Problem to work on —
Tally how many lines in the items below contain the word "tree". Reply with the number alone.

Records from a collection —
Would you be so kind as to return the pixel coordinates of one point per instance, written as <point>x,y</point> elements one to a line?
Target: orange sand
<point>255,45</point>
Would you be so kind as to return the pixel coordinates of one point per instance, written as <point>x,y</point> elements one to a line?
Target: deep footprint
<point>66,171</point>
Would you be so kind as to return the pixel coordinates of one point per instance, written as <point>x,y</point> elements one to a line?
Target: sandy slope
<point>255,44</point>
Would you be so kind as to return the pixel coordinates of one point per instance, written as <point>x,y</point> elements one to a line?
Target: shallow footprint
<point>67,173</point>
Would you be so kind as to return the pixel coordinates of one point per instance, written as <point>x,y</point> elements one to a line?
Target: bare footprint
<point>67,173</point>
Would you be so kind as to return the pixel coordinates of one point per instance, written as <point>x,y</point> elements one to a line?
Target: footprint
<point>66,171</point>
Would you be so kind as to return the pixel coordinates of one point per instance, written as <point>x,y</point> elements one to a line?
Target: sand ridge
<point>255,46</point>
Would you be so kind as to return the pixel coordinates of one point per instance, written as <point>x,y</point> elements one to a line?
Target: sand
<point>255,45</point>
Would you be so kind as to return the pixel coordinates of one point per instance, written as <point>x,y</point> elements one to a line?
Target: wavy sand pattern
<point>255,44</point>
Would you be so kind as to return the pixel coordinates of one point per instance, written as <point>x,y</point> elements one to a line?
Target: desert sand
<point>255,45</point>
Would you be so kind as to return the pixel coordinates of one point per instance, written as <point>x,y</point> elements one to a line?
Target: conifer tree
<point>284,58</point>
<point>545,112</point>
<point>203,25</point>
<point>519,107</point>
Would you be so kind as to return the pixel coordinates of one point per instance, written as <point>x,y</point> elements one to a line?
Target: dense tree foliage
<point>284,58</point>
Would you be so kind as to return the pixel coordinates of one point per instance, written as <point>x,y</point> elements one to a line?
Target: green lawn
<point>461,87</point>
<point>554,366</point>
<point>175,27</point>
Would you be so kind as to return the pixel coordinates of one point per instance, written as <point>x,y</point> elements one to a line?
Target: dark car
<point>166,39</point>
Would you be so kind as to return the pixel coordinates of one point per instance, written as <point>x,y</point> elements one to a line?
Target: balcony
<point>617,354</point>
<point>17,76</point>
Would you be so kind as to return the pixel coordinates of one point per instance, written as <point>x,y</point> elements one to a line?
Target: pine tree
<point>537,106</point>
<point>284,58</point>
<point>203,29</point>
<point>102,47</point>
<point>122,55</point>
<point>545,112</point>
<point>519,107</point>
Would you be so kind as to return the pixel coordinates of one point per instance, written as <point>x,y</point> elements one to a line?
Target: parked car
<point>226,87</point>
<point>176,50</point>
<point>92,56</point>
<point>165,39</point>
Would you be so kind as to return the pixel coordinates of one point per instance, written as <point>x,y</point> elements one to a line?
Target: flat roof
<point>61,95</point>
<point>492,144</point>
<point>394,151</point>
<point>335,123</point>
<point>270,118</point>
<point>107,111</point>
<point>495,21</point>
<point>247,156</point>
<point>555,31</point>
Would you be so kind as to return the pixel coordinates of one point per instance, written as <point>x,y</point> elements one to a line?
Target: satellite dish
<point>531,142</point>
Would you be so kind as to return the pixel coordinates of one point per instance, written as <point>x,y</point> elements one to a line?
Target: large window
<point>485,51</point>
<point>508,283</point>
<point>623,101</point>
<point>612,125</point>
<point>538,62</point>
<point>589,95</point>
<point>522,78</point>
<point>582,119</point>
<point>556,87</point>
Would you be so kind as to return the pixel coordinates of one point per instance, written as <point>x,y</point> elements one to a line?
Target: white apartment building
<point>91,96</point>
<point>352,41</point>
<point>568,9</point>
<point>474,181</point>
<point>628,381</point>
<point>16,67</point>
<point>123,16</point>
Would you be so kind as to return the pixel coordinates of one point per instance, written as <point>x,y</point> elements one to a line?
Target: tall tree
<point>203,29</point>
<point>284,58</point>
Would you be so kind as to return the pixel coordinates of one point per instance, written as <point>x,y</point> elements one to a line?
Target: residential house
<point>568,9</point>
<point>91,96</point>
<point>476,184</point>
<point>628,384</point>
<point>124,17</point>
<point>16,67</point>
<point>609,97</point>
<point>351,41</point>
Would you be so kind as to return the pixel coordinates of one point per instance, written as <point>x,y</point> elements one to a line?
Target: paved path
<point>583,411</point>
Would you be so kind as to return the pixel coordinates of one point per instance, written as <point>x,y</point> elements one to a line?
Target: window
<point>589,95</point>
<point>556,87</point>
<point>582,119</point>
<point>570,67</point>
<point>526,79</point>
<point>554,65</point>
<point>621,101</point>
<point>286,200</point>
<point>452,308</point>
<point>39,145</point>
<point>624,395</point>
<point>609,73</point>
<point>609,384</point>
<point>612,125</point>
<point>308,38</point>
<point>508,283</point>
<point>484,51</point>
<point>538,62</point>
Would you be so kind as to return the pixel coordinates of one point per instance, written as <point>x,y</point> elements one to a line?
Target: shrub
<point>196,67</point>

Worked answer —
4